-- Aim a --
In the records, starting with the line that contains "Pick out the white yacht, placing" and going on through the end of the records, swap "placing" for "putting" everywhere and keep everything else the same. Leave the pictures out of your answer.

-- Article --
____________
I am biased into thinking this because I suspect that most of these companies did either start with monolithic architecture (i.e. supporting multiple languages was impossible or just not feasible enough) or they started with a microservice approach focusing on producing value as quickly as possible after an initial ramp up time. Supporting many different tools and processes from the get go would make the ramp up time longer than necessary.

TL;DR Microservice platform maintenance suffers if tools and processes are chosen freely for each microservice, without any push towards unification.

Oof I need to sleep. Don't mind me, just trying to sort myself out.


> I think it's a misinterpretation of microservices to say that the purpose is that the teams can choose their tools and processes.

The crucial feature of microservices is to enable large number of people to work on delivering the same service, but not being constrained by the traditional modes of software release, where the entire monolith could only be updated at a fixed cadence and where the whole thing had to pass through a rigorous suite of tests etc.

One freedom that this gives a team is to choose a different language for their service... on this point there is large consensus. But one need not stop there; you could technically run your service on another cloud with a completely different deployment architecture. All that is asked for this insane freedom is that your service honor the SLA's that you provide. SLA's define the interface, everything else is left to the team.
____________
-- Aim b --
Say whether each statement agrees with the microservices thread: (i) Platform maintenance suffers when each microservice freely chooses its tools and processes with no push toward unification. (ii) SLA's define the interface and leave everything else to the team. (iii) There is little agreement that a team may choose a different language for its service.

(Data items)
____________
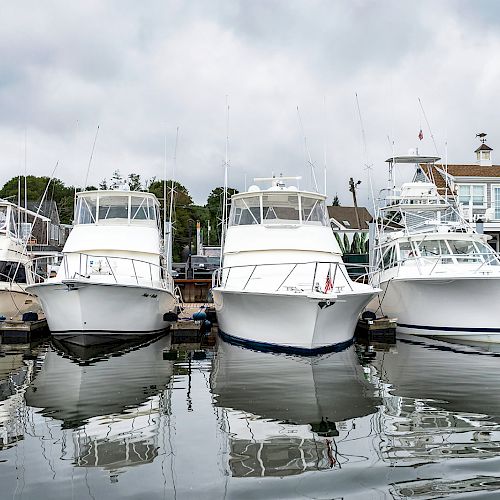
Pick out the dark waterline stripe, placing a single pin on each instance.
(268, 347)
(450, 328)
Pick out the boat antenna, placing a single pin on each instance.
(306, 150)
(428, 126)
(224, 197)
(25, 174)
(368, 165)
(324, 140)
(171, 207)
(90, 159)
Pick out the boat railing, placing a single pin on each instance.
(427, 264)
(114, 269)
(295, 277)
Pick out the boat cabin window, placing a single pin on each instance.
(245, 211)
(142, 208)
(406, 250)
(280, 208)
(86, 210)
(8, 272)
(388, 259)
(313, 211)
(113, 207)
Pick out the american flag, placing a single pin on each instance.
(328, 283)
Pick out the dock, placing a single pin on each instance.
(192, 335)
(377, 329)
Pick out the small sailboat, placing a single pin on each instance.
(16, 268)
(283, 284)
(113, 280)
(438, 276)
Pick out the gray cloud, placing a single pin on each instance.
(140, 70)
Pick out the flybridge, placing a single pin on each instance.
(277, 205)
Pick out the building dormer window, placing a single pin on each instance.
(472, 192)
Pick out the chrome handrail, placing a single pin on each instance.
(166, 281)
(220, 277)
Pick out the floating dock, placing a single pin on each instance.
(377, 329)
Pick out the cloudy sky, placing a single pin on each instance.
(139, 70)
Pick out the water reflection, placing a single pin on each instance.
(283, 413)
(111, 398)
(418, 419)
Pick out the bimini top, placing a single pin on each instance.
(413, 159)
(116, 207)
(278, 205)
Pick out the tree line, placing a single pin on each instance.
(185, 213)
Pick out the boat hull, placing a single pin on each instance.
(295, 323)
(85, 313)
(15, 301)
(455, 307)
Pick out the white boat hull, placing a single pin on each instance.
(15, 301)
(293, 322)
(76, 309)
(461, 307)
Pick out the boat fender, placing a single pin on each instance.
(368, 315)
(199, 316)
(325, 303)
(30, 316)
(170, 316)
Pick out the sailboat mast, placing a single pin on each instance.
(224, 197)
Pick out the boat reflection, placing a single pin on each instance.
(282, 413)
(438, 405)
(110, 399)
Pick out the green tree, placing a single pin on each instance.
(214, 206)
(61, 194)
(134, 182)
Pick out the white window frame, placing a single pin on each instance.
(472, 184)
(492, 199)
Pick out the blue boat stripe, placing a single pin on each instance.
(450, 328)
(268, 347)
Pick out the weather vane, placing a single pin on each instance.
(482, 137)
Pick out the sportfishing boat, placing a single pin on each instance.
(283, 284)
(113, 280)
(16, 267)
(438, 276)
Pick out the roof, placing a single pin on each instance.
(473, 170)
(483, 147)
(346, 216)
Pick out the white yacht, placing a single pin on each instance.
(283, 284)
(438, 276)
(112, 280)
(16, 267)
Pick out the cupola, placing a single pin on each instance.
(483, 152)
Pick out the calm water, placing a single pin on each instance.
(420, 419)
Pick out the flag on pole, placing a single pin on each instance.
(328, 283)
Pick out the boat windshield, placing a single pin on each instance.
(92, 208)
(142, 208)
(450, 251)
(278, 208)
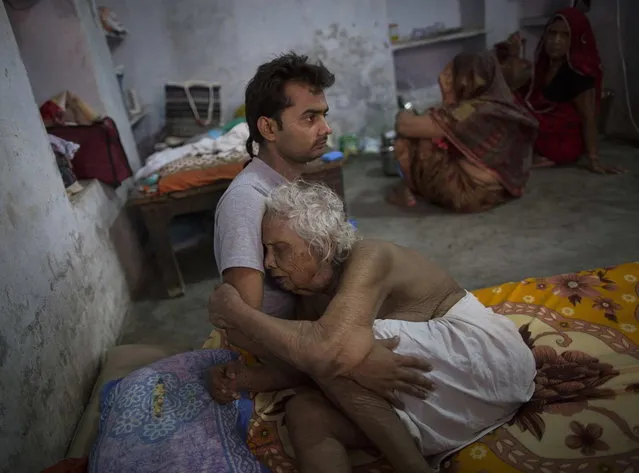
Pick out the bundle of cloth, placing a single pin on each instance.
(196, 164)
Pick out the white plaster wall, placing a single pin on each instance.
(410, 14)
(603, 17)
(55, 52)
(63, 48)
(222, 41)
(501, 19)
(63, 293)
(105, 77)
(147, 54)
____________
-- Problem solution a --
Pick out the white yacht, putting a single pin on each instance.
(283, 284)
(438, 276)
(112, 280)
(16, 267)
Pick out the cupola, putting a single pin on each instance.
(483, 152)
Pick out the calm water, putting a single pin on each instance.
(420, 419)
Pick out the flag on pole, putting a single pin on each instance.
(328, 283)
Pick out the boat windshield, putting a single pin on each instance.
(92, 208)
(142, 208)
(450, 251)
(278, 208)
Pick out the bundle of cloth, putting a single pin on each instance.
(196, 164)
Pick out the white plaster wall, putting a single pin on each instance.
(410, 14)
(603, 17)
(55, 52)
(63, 48)
(222, 41)
(501, 19)
(63, 293)
(105, 77)
(147, 54)

-- Problem solution b --
(i) Yes: "Microservice platform maintenance suffers if tools and processes are chosen freely for each microservice, without any push towards unification."
(ii) Yes: "SLA's define the interface, everything else is left to the team."
(iii) No: "on this point there is large consensus"